::: Records to process :::

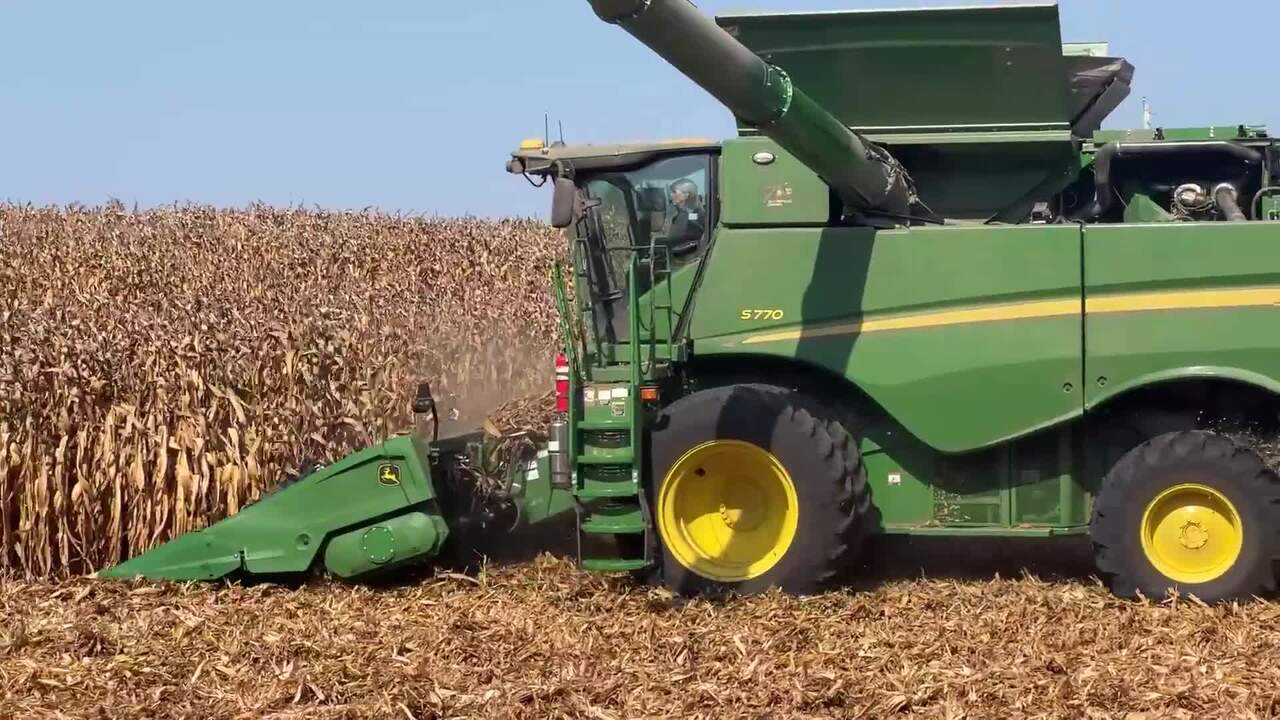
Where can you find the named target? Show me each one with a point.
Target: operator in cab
(686, 224)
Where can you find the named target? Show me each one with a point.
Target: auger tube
(864, 176)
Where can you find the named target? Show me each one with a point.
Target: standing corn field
(159, 369)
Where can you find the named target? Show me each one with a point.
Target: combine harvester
(920, 292)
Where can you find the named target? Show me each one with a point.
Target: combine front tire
(757, 487)
(1188, 511)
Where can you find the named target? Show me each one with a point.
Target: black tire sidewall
(796, 436)
(1142, 478)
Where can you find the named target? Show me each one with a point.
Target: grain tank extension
(922, 291)
(867, 178)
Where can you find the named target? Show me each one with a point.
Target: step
(613, 564)
(621, 456)
(615, 522)
(606, 490)
(620, 424)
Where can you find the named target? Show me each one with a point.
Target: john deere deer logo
(388, 474)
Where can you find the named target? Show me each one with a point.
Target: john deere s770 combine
(919, 292)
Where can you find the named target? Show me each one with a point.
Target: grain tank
(920, 291)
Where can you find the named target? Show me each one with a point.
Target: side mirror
(562, 203)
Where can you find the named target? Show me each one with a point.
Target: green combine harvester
(920, 292)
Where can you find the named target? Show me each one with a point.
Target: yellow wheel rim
(727, 510)
(1192, 533)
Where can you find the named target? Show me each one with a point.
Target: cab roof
(534, 156)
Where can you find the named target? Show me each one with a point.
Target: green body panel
(1061, 279)
(1147, 287)
(853, 296)
(781, 191)
(384, 543)
(1031, 483)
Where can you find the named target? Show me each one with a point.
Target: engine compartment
(1205, 174)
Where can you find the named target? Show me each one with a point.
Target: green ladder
(609, 497)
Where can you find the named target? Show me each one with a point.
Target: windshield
(659, 205)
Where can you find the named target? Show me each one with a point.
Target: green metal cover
(922, 68)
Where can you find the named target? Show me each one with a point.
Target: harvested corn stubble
(547, 641)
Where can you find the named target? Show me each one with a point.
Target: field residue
(545, 641)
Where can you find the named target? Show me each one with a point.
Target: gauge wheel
(757, 487)
(1191, 513)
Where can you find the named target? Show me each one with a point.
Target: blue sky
(415, 105)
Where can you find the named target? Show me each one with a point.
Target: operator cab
(652, 200)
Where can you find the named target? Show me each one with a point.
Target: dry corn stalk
(159, 369)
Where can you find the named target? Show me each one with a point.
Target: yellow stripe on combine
(988, 314)
(1038, 309)
(1184, 300)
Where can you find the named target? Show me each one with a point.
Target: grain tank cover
(922, 69)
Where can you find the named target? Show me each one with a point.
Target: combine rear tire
(757, 487)
(1188, 511)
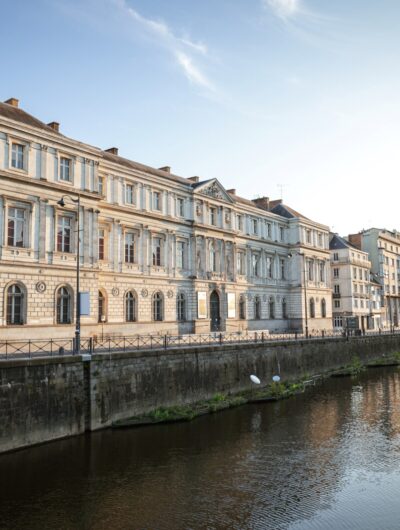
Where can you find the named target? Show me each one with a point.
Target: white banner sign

:::

Once the images are dropped, set down the remaining material word for word.

### Response box
Where can you find the named target? Show me each one with a point.
Target: operator in cab
(686, 224)
Where can you find the named target? Show me each one with a point.
Target: auger tube
(864, 176)
Where can you find the named target? Show me each one with a point.
Target: standing corn field
(159, 369)
Where can you find the named target? Show me each one with a point.
Target: combine harvester
(920, 292)
Where can you find the named target? Show me each one with a point.
Target: combine front tire
(757, 487)
(1188, 511)
Where can you find the named target? Show me each one with a point.
Target: black tire sidewall
(796, 436)
(1142, 478)
Where can you find the named target? Show me each one with a point.
Target: grain tank extension
(922, 291)
(867, 178)
Where can you find the named target? Show me each one with a point.
Target: step
(613, 564)
(621, 456)
(615, 522)
(606, 490)
(620, 424)
Where can you find the named target? Show me each one with a point.
Target: john deere deer logo
(388, 474)
Where can you find the named target? Show me each one with a point.
Target: john deere s770 combine
(919, 292)
Where can you find the named target? Show me each one with a point.
Target: grain tank
(920, 291)
Where can you find the named target? Show me each one with a point.
Target: side mirror
(562, 203)
Where can you find the named target? Show me each one with a point.
Target: green combine harvester
(920, 292)
Where can you find the named target? Show me each one with a point.
Target: yellow wheel rim
(727, 510)
(1192, 533)
Where can you find the named target? Show me each one with a point.
Target: cab roof
(534, 156)
Where can you find the named target? Show me each one with a point.
Target: green body panel
(1061, 279)
(1147, 287)
(853, 296)
(781, 191)
(384, 543)
(1031, 483)
Where can you find the named target? Show me each one with a point.
Target: engine compartment
(1205, 174)
Where can you find the named target? Show me each one with a point.
Target: green ladder
(609, 497)
Where can you find the named target? Show me each one with a point.
Target: windshield
(659, 205)
Where can you find the named target? Show me each one with a point.
Target: green metal cover
(922, 68)
Where can you find the named target? Show me each one with a point.
Target: harvested corn stubble
(547, 641)
Where can you find the named target? Show me each one with a point.
Target: field residue
(545, 641)
Where can you find the named target? Show me each one with a point.
Target: gauge wheel
(757, 487)
(1191, 513)
Where can you find the named target? Show me each one with a point.
Target: blue sky
(415, 105)
Where can you find the named target? Show me each one with a point.
Target: operator cab
(652, 200)
Where can you find the named target? Show me each one with a point.
Target: dry corn stalk
(159, 369)
Where can you find the named target? Show me each one with a point.
Target: yellow stripe on combine
(988, 314)
(1038, 309)
(1184, 300)
Where can you find the named target? Show me each one with a point.
Target: grain tank cover
(922, 69)
Where can you find the named target? Show me each one with a point.
Target: combine rear tire
(757, 487)
(1188, 511)
Where can you find the named target? Show me each one with a point.
Target: white banner sign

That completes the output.